Job
Format all of the lines below as a numbered list, skipping any blank lines and leaving out the pictures.

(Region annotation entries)
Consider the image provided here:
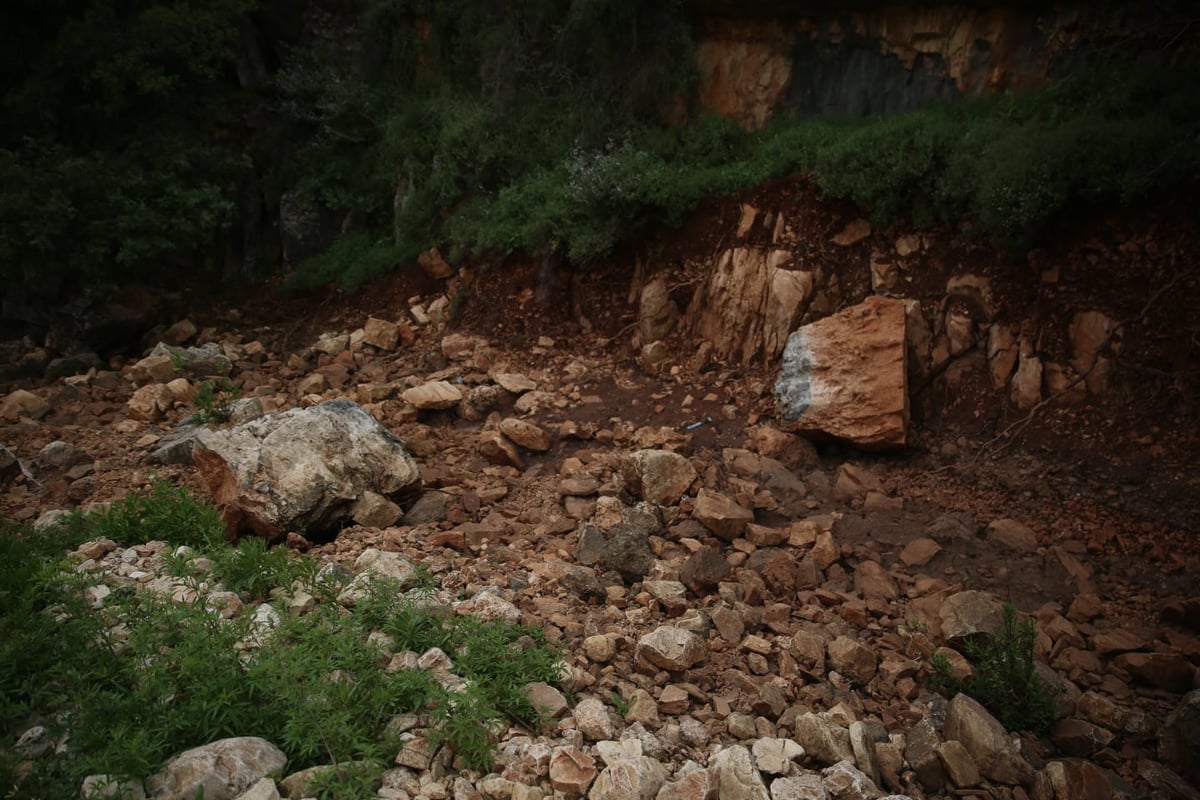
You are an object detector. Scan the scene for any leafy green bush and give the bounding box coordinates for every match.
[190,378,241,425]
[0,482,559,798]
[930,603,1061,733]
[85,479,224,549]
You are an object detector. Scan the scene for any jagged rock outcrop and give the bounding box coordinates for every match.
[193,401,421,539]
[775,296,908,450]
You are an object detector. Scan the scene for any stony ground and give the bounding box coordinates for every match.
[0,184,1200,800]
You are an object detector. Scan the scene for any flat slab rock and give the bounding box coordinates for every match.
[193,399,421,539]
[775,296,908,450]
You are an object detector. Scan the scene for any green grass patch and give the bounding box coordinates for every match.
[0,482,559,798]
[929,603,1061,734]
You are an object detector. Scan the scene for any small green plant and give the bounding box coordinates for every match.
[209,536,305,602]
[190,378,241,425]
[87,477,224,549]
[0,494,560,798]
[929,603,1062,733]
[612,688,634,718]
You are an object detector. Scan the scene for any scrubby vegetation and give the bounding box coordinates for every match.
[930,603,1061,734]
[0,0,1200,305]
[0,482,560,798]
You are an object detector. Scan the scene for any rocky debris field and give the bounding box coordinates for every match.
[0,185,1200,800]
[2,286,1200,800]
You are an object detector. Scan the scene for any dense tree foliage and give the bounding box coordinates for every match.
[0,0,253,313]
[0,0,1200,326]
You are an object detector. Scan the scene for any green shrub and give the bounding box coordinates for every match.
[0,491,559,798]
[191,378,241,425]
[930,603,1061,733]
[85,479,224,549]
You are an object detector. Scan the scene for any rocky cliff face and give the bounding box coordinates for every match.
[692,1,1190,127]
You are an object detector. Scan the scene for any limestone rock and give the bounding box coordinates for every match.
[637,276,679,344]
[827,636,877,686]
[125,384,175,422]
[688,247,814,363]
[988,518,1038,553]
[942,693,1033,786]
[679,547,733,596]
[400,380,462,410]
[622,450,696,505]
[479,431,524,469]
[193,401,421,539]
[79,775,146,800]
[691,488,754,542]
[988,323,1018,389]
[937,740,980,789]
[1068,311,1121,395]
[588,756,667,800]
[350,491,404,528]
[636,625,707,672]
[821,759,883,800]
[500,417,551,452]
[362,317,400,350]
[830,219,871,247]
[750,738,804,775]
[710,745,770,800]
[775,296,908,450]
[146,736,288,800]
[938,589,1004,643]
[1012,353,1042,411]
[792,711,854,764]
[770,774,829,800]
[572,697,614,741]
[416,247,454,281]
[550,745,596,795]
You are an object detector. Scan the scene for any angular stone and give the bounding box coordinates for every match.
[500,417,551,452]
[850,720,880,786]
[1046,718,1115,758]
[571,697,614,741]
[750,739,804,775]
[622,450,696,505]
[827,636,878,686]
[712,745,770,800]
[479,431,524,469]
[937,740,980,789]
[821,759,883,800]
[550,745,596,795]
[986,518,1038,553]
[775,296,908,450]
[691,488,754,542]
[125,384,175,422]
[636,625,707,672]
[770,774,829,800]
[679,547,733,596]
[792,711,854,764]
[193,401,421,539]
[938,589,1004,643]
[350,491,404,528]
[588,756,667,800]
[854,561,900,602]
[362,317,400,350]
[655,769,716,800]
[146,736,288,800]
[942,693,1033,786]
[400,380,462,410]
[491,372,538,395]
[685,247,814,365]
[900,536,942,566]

Result for this exercise
1. Consider the image provided here:
2. You are an object detector. Scan the scene for any leafy green bush and give the bounding box coordinates for every match.
3. [190,378,241,425]
4. [0,482,559,798]
5. [930,603,1061,733]
6. [85,479,224,549]
7. You are an object detector. Scan the scene for any jagged rock outcrop and give the bounding box coordinates for every match.
8. [193,401,421,539]
9. [775,296,908,450]
10. You are an object detector. Scan the scene for any stony ground and give the bounding box coordinates for every match.
11. [0,184,1200,800]
12. You are an object detector. Scan the scene for any flat slab rock and give the bounding box coordinates for every match.
13. [193,399,421,539]
14. [775,296,908,450]
15. You are an object detector. Scan the scene for any green grass patch and give the bounding box coordinates for every match.
16. [0,482,559,798]
17. [929,603,1061,734]
18. You are an object detector. Scan the scene for any small green plant and give the bounding box coordinates for every match.
19. [209,536,305,602]
20. [190,378,241,425]
21. [87,477,224,549]
22. [0,494,560,798]
23. [929,603,1062,733]
24. [612,688,634,718]
25. You are an object detector. Scan the scene for any scrubby vegetation and give the bounding box coordinates for every match.
26. [930,603,1061,734]
27. [0,0,1200,305]
28. [0,482,560,798]
29. You are an object detector. Scan the scene for any rocky debris field and give the bounding box coordinates for every match.
30. [0,185,1200,800]
31. [2,286,1200,800]
32. You are an object detector. Scan the scene for any dense tree foliage and give the bounding box coordinates for every match.
33. [0,0,253,313]
34. [0,0,1200,326]
35. You are an object detector. Scan the scene for any green shrub and give the bounding box coordinates for every match.
36. [0,491,559,798]
37. [191,378,241,425]
38. [930,603,1061,733]
39. [85,479,224,549]
40. You are an object detector. Scan the scene for any rocky cliff face and give the bounding box coordinates for every match.
41. [692,1,1190,127]
42. You are an object detector. Scan the scene for any limestone rock and give the bounding box coordinates for every match.
43. [637,276,679,344]
44. [827,636,877,686]
45. [125,384,175,422]
46. [688,247,814,363]
47. [988,518,1038,553]
48. [942,693,1033,786]
49. [679,547,733,596]
50. [400,380,462,410]
51. [622,450,696,505]
52. [479,431,524,469]
53. [193,401,421,539]
54. [79,775,146,800]
55. [691,488,754,542]
56. [988,323,1018,389]
57. [937,740,980,789]
58. [1068,311,1121,395]
59. [588,756,667,800]
60. [350,491,404,528]
61. [636,625,707,672]
62. [821,759,883,800]
63. [500,417,551,452]
64. [362,317,400,350]
65. [830,219,871,247]
66. [750,738,804,775]
67. [710,745,770,800]
68. [775,296,908,450]
69. [146,736,288,800]
70. [938,589,1004,643]
71. [1012,353,1042,411]
72. [792,711,854,764]
73. [770,774,829,800]
74. [572,697,614,741]
75. [416,247,454,281]
76. [550,745,596,795]
77. You are an object detector. Scan the scene for any angular stone and give the bounding box coordinates for every match.
78. [500,417,551,452]
79. [850,720,880,786]
80. [1046,718,1115,758]
81. [571,697,614,741]
82. [750,739,804,775]
83. [622,450,696,505]
84. [827,636,878,686]
85. [712,745,770,800]
86. [479,431,524,469]
87. [937,740,980,789]
88. [821,759,883,800]
89. [550,745,596,795]
90. [986,518,1038,553]
91. [775,296,908,450]
92. [691,488,754,542]
93. [125,384,175,422]
94. [636,625,707,672]
95. [770,774,829,800]
96. [679,547,733,596]
97. [792,711,854,764]
98. [193,401,421,539]
99. [938,589,1004,643]
100. [350,491,404,528]
101. [588,756,667,800]
102. [854,561,900,602]
103. [362,317,400,350]
104. [655,769,716,800]
105. [146,736,288,800]
106. [942,693,1033,786]
107. [400,380,462,410]
108. [491,372,538,395]
109. [685,247,814,365]
110. [900,536,942,566]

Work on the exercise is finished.